- _EXERCISE DIRECTIONS_
Lines from the one with "Category: building facade" through the end of the listing below are to be retyped exactly.

- _INFORMATION SUPPLIED_
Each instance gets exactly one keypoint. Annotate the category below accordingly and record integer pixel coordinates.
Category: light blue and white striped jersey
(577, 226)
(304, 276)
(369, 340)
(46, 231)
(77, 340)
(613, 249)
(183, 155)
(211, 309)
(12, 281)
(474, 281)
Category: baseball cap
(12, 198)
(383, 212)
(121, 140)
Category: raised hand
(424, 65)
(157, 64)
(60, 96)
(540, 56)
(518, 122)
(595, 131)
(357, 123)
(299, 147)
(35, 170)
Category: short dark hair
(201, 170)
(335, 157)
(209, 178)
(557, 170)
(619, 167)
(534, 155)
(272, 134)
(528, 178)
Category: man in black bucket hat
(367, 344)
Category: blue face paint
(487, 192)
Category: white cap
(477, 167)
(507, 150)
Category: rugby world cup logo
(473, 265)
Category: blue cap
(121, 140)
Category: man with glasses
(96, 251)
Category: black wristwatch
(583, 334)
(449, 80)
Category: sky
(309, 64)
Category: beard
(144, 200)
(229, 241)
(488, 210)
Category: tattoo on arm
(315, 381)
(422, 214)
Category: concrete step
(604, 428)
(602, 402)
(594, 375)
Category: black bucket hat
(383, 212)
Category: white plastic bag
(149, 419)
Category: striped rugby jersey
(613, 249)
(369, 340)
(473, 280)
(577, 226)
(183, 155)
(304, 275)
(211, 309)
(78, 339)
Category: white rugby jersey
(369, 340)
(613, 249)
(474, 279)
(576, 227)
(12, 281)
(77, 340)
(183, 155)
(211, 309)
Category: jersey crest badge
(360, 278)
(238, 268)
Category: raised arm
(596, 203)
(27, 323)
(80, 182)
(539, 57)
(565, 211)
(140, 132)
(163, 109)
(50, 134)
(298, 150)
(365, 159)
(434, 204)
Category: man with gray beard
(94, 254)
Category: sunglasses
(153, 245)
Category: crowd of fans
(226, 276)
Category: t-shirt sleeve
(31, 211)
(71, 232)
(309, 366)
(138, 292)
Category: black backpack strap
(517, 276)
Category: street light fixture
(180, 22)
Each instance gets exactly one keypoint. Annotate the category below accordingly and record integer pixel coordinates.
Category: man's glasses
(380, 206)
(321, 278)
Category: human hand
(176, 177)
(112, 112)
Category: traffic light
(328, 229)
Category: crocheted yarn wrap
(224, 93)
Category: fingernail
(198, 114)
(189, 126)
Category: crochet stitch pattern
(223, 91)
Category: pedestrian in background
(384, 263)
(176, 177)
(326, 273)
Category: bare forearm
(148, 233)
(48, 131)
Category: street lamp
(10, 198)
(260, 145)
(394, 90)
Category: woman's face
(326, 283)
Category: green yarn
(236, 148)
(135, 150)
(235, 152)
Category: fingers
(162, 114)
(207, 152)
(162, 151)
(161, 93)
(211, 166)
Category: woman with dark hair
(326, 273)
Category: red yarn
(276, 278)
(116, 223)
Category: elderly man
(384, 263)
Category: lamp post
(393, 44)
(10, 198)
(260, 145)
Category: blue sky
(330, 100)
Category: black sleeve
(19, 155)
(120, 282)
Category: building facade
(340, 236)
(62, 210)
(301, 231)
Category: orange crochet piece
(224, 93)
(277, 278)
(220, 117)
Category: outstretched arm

- _YOUR RESPONSE_
Category: building facade
(340, 236)
(62, 210)
(301, 231)
Category: orange crochet piece
(224, 93)
(277, 278)
(220, 117)
Category: outstretched arm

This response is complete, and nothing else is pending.